** Begin Task data **

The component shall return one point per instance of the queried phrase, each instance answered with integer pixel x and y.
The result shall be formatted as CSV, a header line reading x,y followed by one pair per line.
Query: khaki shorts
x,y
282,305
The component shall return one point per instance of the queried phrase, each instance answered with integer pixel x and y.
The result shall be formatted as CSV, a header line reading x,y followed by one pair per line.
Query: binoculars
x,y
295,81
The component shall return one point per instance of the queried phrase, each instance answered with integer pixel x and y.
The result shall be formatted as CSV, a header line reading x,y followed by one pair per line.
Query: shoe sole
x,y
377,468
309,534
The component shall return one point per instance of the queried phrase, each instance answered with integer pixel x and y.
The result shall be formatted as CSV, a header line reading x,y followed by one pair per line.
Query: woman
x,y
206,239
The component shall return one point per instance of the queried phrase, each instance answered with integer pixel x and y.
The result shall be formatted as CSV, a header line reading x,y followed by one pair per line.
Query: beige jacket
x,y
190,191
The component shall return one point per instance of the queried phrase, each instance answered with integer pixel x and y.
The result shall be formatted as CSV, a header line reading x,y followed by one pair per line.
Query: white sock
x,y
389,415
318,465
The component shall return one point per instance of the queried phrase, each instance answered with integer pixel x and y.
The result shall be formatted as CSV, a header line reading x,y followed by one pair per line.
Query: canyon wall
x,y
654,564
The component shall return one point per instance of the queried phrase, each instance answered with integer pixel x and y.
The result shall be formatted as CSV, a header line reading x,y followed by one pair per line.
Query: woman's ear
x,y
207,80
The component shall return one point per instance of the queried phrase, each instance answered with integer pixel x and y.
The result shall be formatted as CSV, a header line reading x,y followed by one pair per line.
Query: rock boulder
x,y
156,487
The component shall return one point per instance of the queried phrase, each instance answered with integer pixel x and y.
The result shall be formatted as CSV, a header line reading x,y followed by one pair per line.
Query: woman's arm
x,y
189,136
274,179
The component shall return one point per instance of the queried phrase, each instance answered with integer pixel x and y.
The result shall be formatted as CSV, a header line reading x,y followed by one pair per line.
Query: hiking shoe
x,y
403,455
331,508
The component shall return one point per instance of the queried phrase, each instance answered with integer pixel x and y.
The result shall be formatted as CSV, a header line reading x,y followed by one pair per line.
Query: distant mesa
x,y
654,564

** End Task data **

Task instructions -
Reproduce the records in full, exactly as written.

Complete response -
The component shall return one point per instance of the queried phrase, each instance answered with integer pixel x and y.
The result shall be formatted as CSV, a header line reading x,y followed by one pair per line.
Query: khaki shorts
x,y
282,305
The component shall return one point per instance of the queried phrase, each instance answered with integer pixel x and y.
The result shall be formatted as CSV, a header line reading x,y followed by one pair per line.
Query: binoculars
x,y
295,81
The component shall return one point per instance of the queried phrase, each instance answered with integer pixel x and y.
The result shall be formatted as CSV, a header line reading x,y followed by one pair per line.
Query: shoe sole
x,y
377,468
309,534
The component shall return one point per instance of the queried phrase, each instance answered with integer pixel x and y.
The result shall be formatted as CSV, a header line reading x,y followed by one pair per line.
Query: woman
x,y
206,239
The component shall return one point per instance of the queried phrase, each instance answered with integer pixel x and y.
The result shall be formatted as CSV, a header line reading x,y followed by one pair per line.
Query: beige jacket
x,y
190,191
The component shall return one point per instance of the queried phrase, each instance answered with integer pixel x and y.
The result shall be formatted as CSV, a header line reading x,y followed by one pair per line.
Query: white sock
x,y
389,415
318,465
The component shall return one point per instance of the queried phrase, each instance answered with integer pixel x and y.
The result shall be formatted as CSV, a header line reading x,y followed by one pair per line.
Query: canyon wall
x,y
654,564
The component shall return one point per instance of the queried phrase, each instance answered with integer pixel x and y.
The result shall be formatted as CSV, a header line reading x,y followed by one pair per line.
Query: woman's ear
x,y
207,80
The component shall return one point per instance of the queried phrase, each instance answered with integer pixel x and y.
The result shall be formatted as CSV, a header line reading x,y followed by one pair per line.
Query: rock boulder
x,y
156,487
The component shall return one point per instance of the queried phrase, each instance answered with integer pixel x and y.
The result shall be formatted as CSV, a header line reading x,y followed by one pair per line.
Query: woman's arm
x,y
189,136
274,179
The component shall return one point per instance of the queried phrase, each instance answered with integer pixel x and y.
The result shall be formatted as CSV, a header line reading x,y followed by one pair per line.
Query: hiking shoe
x,y
403,455
331,508
The component shall return one point per instance of the queried phrase, each instance answered with integer pixel x and y.
The result shall be formatted as CSV, a header line reading x,y followed by one pair per line.
Query: distant mesa
x,y
654,564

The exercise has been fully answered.